-- EXERCISE INSTRUCTIONS --
Reproduce the lines of the listing below word for word, starting at the line containing "Do you know where the person in dark" and continuing through the end of the listing, both ends included.

-- RECORDS FOR THE TASK --
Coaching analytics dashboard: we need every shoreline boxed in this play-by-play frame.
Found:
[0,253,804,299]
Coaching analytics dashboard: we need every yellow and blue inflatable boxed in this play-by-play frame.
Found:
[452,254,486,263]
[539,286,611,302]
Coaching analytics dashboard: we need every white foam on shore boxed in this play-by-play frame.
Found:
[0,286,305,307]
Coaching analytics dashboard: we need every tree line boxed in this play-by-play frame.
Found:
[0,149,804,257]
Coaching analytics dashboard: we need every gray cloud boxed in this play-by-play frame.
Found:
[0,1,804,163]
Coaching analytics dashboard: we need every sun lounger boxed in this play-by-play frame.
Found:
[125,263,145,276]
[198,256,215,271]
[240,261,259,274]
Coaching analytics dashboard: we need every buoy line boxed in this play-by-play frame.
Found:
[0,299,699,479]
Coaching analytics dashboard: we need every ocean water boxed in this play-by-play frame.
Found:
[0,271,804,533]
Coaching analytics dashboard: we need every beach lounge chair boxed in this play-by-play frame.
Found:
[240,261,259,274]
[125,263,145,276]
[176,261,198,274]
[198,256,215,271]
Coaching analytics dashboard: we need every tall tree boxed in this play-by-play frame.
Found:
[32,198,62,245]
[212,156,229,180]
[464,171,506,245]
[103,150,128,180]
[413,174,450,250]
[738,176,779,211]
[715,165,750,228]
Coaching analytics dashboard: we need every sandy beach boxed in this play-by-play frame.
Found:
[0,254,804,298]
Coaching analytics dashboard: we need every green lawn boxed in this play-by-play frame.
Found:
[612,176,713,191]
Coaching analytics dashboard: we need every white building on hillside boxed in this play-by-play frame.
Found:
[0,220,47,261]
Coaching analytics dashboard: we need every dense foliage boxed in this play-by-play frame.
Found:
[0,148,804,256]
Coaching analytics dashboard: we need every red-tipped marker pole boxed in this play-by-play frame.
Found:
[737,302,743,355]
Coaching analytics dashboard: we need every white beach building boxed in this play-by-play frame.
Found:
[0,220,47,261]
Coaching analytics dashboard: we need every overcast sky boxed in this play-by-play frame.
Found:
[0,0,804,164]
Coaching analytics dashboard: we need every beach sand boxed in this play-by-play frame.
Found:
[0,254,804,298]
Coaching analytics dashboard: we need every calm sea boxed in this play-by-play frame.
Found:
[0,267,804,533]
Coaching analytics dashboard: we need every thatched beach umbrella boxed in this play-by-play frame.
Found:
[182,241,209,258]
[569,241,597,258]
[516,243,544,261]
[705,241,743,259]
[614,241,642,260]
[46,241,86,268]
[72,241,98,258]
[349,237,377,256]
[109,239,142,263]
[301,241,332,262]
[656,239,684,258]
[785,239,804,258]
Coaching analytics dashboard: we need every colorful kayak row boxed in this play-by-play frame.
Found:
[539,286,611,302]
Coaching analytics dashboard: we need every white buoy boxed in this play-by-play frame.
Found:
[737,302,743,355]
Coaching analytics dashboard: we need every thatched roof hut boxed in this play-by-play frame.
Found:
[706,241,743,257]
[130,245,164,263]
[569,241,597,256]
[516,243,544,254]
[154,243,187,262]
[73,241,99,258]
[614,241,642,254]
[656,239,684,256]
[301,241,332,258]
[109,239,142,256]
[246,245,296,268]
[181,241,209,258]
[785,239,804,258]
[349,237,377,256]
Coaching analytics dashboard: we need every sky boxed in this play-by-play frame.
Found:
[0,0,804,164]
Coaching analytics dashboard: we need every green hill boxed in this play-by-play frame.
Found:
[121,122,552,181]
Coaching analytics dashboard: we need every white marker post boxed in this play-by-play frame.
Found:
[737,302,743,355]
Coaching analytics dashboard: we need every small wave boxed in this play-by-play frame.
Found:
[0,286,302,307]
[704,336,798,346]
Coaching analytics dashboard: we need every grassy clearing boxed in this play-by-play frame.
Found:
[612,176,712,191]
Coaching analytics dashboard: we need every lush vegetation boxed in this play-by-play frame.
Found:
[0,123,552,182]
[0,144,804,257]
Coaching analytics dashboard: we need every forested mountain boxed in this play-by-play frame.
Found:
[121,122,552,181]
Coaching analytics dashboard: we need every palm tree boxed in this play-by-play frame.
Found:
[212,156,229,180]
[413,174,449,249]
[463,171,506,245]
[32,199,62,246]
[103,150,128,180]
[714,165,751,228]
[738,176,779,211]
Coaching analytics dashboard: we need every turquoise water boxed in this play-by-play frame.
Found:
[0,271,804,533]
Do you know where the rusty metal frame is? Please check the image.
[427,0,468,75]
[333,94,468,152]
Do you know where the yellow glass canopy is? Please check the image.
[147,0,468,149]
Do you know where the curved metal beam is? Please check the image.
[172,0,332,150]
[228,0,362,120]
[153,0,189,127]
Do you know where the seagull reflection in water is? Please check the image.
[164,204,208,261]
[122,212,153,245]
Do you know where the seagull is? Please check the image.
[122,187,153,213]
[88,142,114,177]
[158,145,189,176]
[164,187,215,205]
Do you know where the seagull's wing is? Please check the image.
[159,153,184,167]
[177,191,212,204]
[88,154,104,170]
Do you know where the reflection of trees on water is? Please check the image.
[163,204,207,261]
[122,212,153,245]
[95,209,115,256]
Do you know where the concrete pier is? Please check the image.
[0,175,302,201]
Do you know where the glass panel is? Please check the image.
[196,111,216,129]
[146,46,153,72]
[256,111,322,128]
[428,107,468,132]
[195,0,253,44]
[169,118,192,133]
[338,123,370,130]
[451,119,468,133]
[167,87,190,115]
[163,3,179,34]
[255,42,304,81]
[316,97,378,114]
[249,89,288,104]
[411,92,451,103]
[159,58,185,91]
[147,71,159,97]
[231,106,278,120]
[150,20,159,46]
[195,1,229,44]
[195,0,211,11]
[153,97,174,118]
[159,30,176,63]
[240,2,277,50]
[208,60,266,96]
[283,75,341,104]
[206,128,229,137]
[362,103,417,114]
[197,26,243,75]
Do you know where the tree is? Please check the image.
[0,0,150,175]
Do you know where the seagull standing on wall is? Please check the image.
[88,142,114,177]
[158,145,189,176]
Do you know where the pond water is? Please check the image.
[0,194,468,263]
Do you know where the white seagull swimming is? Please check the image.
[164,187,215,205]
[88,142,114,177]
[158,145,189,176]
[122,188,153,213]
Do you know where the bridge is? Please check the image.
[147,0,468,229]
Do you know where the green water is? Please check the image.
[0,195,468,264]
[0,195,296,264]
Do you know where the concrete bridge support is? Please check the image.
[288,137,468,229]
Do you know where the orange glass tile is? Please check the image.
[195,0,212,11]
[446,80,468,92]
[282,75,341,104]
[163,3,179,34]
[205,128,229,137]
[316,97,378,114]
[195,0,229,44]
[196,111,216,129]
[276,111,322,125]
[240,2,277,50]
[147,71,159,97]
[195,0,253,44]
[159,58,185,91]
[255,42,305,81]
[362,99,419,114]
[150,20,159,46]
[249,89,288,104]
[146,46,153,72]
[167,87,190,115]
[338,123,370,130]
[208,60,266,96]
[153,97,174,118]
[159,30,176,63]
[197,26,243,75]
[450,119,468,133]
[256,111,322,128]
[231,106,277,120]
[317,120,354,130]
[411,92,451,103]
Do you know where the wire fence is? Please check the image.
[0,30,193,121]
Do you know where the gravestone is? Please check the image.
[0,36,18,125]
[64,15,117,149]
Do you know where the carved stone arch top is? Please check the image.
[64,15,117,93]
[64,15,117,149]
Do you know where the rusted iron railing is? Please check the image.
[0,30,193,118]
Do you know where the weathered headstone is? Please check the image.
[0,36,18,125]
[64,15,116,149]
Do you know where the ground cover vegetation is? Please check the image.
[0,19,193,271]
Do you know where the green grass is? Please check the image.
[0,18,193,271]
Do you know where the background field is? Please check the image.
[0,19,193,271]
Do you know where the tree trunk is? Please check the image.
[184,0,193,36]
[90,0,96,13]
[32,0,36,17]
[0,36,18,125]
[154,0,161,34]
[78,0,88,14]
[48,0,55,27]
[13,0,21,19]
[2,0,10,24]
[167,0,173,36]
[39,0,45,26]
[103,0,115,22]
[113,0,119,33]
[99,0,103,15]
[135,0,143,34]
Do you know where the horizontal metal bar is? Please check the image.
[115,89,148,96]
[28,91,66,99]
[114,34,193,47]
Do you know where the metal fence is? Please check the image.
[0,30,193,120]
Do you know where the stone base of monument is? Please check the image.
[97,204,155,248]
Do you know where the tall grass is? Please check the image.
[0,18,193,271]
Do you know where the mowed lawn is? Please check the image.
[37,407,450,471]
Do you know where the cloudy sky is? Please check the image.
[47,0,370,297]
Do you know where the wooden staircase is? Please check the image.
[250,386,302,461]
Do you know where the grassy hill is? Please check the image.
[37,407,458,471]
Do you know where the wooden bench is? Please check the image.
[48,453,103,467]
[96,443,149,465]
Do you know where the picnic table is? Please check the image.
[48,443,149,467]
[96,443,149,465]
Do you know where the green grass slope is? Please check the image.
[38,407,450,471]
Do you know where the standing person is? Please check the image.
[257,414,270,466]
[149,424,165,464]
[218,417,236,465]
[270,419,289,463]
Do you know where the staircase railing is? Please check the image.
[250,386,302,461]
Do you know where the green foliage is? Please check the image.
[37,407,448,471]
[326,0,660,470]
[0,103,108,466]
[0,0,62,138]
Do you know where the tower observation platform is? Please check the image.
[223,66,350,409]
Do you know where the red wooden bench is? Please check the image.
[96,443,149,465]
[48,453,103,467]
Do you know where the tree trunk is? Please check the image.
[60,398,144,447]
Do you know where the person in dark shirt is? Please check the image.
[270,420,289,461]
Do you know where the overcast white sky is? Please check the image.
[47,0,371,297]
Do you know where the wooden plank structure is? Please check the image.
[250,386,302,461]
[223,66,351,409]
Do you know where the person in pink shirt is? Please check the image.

-- TASK RESPONSE --
Do you know where the person in dark shirt is? Please check the image.
[270,420,289,461]
Do you know where the overcast white sky is? Please check the image.
[47,0,371,297]
Do you know where the wooden plank structure is? Please check the image.
[250,386,302,461]
[223,66,351,409]
Do you know where the person in pink shirt is? Please check the image.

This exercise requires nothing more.